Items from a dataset
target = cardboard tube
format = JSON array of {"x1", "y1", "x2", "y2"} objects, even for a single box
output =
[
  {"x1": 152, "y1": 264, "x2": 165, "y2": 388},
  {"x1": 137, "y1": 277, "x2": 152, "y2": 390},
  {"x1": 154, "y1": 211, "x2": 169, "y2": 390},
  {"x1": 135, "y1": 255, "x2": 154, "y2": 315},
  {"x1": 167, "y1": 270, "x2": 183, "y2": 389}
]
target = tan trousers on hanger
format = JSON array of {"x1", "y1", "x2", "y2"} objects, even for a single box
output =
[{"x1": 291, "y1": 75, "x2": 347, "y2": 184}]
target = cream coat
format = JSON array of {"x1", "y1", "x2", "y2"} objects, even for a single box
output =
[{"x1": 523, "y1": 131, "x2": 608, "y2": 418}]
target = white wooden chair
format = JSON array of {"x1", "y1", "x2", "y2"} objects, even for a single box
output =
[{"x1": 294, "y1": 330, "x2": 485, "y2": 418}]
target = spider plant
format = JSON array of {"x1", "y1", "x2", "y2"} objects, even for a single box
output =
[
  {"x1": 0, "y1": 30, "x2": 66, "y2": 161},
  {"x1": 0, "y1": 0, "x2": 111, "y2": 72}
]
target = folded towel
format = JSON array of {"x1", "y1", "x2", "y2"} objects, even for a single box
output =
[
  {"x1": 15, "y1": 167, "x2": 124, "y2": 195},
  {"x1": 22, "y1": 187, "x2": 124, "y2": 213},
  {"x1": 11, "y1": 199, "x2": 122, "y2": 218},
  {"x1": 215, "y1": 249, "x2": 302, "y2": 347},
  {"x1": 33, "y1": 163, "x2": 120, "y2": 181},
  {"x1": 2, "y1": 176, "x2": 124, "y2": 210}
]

### Task:
Please reproduce every line of the records above verbatim.

### Correct result:
target = cardboard tube
format = JSON array of {"x1", "y1", "x2", "y2"} objects, even for a single box
output =
[
  {"x1": 152, "y1": 264, "x2": 165, "y2": 388},
  {"x1": 137, "y1": 277, "x2": 152, "y2": 390},
  {"x1": 154, "y1": 211, "x2": 169, "y2": 390},
  {"x1": 135, "y1": 255, "x2": 154, "y2": 315},
  {"x1": 167, "y1": 270, "x2": 183, "y2": 389}
]
target = tan trousers on hanger
format = JSON array of {"x1", "y1", "x2", "y2"} objects, even for a single box
output =
[{"x1": 291, "y1": 75, "x2": 347, "y2": 184}]
target = cream coat
format = JSON array of {"x1", "y1", "x2", "y2"} objects, even for a single box
output =
[{"x1": 523, "y1": 131, "x2": 608, "y2": 418}]
target = white wooden chair
format = JSON array of {"x1", "y1", "x2", "y2"} objects, even for a single box
output =
[{"x1": 294, "y1": 330, "x2": 485, "y2": 418}]
target = spider plant
format = JSON array of {"x1", "y1", "x2", "y2"} objects, even for a single box
output =
[
  {"x1": 0, "y1": 30, "x2": 66, "y2": 161},
  {"x1": 0, "y1": 0, "x2": 111, "y2": 72}
]
target = folded towel
format = JSON array of {"x1", "y1", "x2", "y2"} objects, even for a single box
output =
[
  {"x1": 15, "y1": 167, "x2": 124, "y2": 195},
  {"x1": 22, "y1": 187, "x2": 124, "y2": 213},
  {"x1": 11, "y1": 199, "x2": 122, "y2": 218},
  {"x1": 215, "y1": 249, "x2": 302, "y2": 347},
  {"x1": 33, "y1": 163, "x2": 120, "y2": 181},
  {"x1": 2, "y1": 176, "x2": 124, "y2": 210}
]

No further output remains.